## Supplied records
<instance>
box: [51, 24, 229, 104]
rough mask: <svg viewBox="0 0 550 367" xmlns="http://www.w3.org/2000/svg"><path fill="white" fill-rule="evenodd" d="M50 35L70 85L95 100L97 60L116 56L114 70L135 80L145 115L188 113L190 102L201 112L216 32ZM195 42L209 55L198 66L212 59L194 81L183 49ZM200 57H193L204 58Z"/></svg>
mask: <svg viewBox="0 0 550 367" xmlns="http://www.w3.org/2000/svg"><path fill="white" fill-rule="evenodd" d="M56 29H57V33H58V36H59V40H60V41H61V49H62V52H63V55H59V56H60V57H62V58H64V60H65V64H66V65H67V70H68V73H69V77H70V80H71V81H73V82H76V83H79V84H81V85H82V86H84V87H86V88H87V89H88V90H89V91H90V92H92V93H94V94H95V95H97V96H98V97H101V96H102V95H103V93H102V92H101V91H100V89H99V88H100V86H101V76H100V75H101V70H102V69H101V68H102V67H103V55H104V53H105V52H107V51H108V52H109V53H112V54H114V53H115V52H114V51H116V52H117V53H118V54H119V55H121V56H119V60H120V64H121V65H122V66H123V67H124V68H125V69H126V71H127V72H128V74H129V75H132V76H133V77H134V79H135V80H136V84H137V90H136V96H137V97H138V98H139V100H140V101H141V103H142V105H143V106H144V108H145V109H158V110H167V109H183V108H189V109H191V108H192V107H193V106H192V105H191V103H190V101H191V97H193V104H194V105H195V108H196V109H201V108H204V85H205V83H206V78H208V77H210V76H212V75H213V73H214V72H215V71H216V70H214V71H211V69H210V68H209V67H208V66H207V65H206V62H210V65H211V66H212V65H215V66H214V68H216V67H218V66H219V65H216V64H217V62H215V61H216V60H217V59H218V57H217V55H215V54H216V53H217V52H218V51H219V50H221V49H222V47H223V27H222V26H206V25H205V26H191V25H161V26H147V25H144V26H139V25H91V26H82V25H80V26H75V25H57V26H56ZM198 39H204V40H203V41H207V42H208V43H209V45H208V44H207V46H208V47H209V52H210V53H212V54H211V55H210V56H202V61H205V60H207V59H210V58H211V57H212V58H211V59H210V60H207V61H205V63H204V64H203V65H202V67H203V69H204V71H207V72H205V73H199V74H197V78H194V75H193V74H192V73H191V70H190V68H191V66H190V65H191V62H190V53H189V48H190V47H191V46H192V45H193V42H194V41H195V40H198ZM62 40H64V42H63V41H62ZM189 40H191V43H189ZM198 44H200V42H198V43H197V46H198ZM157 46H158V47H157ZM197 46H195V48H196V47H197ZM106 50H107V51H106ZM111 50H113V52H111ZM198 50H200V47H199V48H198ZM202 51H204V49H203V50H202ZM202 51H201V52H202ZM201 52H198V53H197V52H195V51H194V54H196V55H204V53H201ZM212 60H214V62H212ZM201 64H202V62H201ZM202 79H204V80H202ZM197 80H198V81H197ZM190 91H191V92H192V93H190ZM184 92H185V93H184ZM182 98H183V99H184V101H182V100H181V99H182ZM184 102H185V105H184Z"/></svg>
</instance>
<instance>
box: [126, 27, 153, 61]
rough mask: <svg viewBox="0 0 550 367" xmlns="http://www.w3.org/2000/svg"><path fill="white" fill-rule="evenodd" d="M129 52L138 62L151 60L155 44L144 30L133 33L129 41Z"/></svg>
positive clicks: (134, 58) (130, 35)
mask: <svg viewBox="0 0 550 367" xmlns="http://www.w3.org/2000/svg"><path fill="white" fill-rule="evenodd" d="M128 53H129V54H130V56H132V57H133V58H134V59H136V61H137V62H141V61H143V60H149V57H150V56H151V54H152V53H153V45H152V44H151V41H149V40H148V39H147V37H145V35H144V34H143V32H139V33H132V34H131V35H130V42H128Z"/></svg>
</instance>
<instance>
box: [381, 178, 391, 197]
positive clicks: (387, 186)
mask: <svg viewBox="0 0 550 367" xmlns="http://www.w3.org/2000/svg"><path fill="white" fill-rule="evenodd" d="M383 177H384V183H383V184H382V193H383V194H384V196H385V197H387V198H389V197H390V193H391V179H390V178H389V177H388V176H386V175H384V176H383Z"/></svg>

## Directions for this task
Line by line, the listing above is to be transcribed exactly.

## Written response
<instance>
box: [51, 24, 229, 104]
rough mask: <svg viewBox="0 0 550 367" xmlns="http://www.w3.org/2000/svg"><path fill="white" fill-rule="evenodd" d="M50 35L70 85L95 100L97 60L116 56L114 70L135 80L145 115L188 113L190 102L201 112L216 32ZM195 42L209 55L198 66L212 59L194 81L183 49ZM200 57H193L204 58Z"/></svg>
mask: <svg viewBox="0 0 550 367" xmlns="http://www.w3.org/2000/svg"><path fill="white" fill-rule="evenodd" d="M56 29H57V33H58V36H59V40H60V41H61V49H62V52H63V55H59V56H60V57H62V58H64V60H65V64H66V65H67V70H68V73H69V77H70V80H71V81H73V82H76V83H79V84H81V85H82V86H84V87H86V88H87V89H88V90H89V91H90V92H92V93H94V94H95V95H97V96H98V97H101V96H102V95H103V93H102V92H101V91H100V89H99V88H100V86H101V76H100V75H101V70H102V69H101V68H102V67H103V55H104V53H105V52H107V51H108V52H109V53H112V54H114V53H115V52H114V51H116V52H117V53H118V54H119V55H121V56H119V60H120V64H121V65H122V66H123V67H124V68H125V69H126V71H127V72H128V74H129V75H132V76H133V77H134V79H135V80H136V84H137V90H136V96H137V97H138V98H139V100H140V101H141V103H142V105H143V106H144V108H145V109H158V110H167V109H183V108H189V109H191V108H192V107H193V106H192V105H191V103H190V101H191V97H193V104H194V105H195V108H196V109H201V108H204V85H205V83H206V78H208V77H210V76H212V75H213V73H214V72H215V71H216V70H214V71H211V69H210V68H209V67H208V66H207V65H206V62H210V65H211V66H212V65H215V66H214V68H216V67H218V66H219V65H216V64H217V62H215V61H216V60H217V59H218V57H217V55H215V54H216V53H217V52H218V51H219V50H221V49H222V47H223V27H222V26H206V25H205V26H191V25H161V26H147V25H144V26H139V25H91V26H82V25H80V26H75V25H57V26H56ZM198 39H204V40H203V41H207V42H208V43H209V45H208V44H207V46H208V47H209V52H210V53H212V54H211V55H210V56H202V61H205V60H207V59H210V58H211V57H212V58H211V59H210V60H207V61H205V63H204V64H203V65H202V67H203V69H204V71H207V72H205V73H199V74H197V78H194V75H193V74H192V73H191V70H190V68H191V66H190V65H191V62H190V53H189V48H190V47H191V46H192V45H193V42H194V41H195V40H198ZM62 40H64V42H63V41H62ZM189 40H191V43H189ZM198 44H200V42H198V43H197V46H198ZM157 46H158V47H157ZM197 46H195V48H196V47H197ZM106 50H107V51H106ZM111 50H113V52H111ZM198 50H200V47H199V48H198ZM202 51H204V49H203V50H202ZM202 51H201V52H202ZM201 52H198V53H197V52H195V51H194V54H196V55H204V53H201ZM212 60H214V62H212ZM201 64H202V62H201ZM202 79H204V80H202ZM197 80H198V81H197ZM190 91H191V92H192V93H190ZM184 92H185V93H184ZM182 98H183V99H184V101H182V100H181V99H182ZM184 102H185V105H184Z"/></svg>
</instance>
<instance>
box: [126, 27, 153, 61]
rough mask: <svg viewBox="0 0 550 367" xmlns="http://www.w3.org/2000/svg"><path fill="white" fill-rule="evenodd" d="M129 52L138 62L151 60L155 44L144 30L133 33L129 41Z"/></svg>
positive clicks: (134, 58) (130, 35)
mask: <svg viewBox="0 0 550 367" xmlns="http://www.w3.org/2000/svg"><path fill="white" fill-rule="evenodd" d="M128 53H129V54H130V56H132V57H133V58H134V59H136V61H137V62H141V61H143V60H149V57H150V56H151V54H152V53H153V45H152V44H151V41H149V40H148V39H147V37H145V35H144V34H143V32H139V33H132V34H131V35H130V42H128Z"/></svg>
</instance>
<instance>
box: [381, 178, 391, 197]
positive clicks: (387, 186)
mask: <svg viewBox="0 0 550 367" xmlns="http://www.w3.org/2000/svg"><path fill="white" fill-rule="evenodd" d="M383 177H384V183H383V184H382V193H383V194H384V196H385V197H387V198H389V197H390V193H391V179H390V178H389V177H388V176H386V175H384V176H383Z"/></svg>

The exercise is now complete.